- **Written problem**
Scale the bounding box coordinates in the answers by 0.3, rounding each to a whole number with halves going up. Begin at the line that contains "Dataset class: snowy trail", stop after the last line below, and give only that stretch of lines again, requests included and unchanged, with the scaled answers.

──────────────────────────────

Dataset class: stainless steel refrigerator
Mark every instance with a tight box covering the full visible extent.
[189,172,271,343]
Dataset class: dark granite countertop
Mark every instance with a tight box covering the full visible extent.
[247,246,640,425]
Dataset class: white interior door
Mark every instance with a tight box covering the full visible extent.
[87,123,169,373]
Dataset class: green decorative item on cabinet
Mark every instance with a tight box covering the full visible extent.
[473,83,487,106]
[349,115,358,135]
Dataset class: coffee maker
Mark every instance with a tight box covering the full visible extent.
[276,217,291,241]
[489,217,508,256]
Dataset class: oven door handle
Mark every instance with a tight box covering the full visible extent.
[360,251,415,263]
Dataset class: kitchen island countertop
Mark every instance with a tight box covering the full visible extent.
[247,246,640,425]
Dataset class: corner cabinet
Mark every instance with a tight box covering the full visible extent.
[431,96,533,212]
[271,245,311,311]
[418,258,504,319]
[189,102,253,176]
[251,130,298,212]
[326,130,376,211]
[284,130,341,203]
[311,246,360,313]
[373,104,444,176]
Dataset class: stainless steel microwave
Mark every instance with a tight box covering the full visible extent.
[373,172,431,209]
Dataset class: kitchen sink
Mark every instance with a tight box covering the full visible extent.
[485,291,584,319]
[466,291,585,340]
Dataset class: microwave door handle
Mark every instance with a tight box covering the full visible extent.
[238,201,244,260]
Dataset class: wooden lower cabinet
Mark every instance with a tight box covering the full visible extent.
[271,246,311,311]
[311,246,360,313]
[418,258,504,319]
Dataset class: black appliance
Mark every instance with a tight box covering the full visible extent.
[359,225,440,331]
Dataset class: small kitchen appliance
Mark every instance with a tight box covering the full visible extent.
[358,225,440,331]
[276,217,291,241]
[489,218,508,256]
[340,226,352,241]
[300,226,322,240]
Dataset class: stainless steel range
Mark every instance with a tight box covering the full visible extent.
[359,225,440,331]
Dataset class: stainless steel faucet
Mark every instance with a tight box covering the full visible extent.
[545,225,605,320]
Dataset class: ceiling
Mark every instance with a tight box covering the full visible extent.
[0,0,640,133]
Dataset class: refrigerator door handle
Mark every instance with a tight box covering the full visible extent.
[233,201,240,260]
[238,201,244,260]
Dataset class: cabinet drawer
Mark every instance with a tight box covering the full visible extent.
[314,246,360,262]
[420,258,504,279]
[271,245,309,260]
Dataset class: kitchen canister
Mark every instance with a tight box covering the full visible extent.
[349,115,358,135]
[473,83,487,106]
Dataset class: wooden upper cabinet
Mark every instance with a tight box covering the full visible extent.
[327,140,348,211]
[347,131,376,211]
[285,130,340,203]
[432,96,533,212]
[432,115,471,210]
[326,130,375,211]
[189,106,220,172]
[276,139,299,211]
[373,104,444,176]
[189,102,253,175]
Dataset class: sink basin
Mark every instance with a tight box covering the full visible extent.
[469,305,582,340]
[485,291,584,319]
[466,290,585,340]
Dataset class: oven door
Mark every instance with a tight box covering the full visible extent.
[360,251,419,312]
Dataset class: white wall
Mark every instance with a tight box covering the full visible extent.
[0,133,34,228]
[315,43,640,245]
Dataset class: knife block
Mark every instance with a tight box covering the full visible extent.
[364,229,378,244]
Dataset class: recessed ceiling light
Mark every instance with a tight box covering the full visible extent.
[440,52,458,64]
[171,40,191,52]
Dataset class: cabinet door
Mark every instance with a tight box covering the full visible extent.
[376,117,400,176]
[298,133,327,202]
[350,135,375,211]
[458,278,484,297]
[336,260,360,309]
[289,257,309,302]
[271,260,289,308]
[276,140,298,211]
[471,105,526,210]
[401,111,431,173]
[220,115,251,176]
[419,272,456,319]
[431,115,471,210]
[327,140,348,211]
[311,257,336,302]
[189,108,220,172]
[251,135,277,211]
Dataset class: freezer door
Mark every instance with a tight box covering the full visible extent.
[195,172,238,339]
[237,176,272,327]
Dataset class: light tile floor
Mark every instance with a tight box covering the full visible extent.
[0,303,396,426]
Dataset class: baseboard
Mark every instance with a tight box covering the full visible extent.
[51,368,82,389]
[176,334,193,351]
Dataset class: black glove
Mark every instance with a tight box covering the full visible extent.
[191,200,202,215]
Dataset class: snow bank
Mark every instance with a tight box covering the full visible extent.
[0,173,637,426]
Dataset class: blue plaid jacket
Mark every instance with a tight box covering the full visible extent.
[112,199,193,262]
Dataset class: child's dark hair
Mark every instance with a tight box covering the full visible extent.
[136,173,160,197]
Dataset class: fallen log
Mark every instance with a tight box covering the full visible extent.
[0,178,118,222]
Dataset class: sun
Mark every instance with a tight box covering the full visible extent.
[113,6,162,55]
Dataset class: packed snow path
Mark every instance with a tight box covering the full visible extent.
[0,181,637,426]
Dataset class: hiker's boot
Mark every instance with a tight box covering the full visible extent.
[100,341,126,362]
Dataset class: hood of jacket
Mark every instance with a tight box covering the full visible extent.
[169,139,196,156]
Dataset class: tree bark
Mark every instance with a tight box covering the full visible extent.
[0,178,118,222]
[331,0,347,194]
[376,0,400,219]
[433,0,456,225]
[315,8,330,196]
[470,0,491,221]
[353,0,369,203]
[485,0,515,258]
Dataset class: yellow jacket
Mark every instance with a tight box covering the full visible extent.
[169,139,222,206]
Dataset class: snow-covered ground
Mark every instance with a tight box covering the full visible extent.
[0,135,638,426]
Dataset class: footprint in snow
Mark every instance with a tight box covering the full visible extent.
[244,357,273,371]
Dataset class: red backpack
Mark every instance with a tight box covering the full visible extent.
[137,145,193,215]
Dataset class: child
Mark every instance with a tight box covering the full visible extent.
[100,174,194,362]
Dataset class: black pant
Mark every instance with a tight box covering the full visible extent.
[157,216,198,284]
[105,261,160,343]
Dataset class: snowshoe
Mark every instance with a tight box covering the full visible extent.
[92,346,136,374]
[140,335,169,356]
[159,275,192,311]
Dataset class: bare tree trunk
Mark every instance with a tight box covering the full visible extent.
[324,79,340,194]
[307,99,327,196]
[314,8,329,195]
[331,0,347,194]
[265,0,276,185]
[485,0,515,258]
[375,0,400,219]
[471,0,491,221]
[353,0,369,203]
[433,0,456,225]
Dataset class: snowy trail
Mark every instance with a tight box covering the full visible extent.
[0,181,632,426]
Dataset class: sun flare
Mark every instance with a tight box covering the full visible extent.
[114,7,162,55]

──────────────────────────────

- **Answer to this task**
Dataset class: snowy trail
Mark every instance with a tight box covering the full visible extent.
[0,54,190,128]
Dataset class: sun flare
Mark every instance with a tight box covering the full visible extent.
[34,2,49,17]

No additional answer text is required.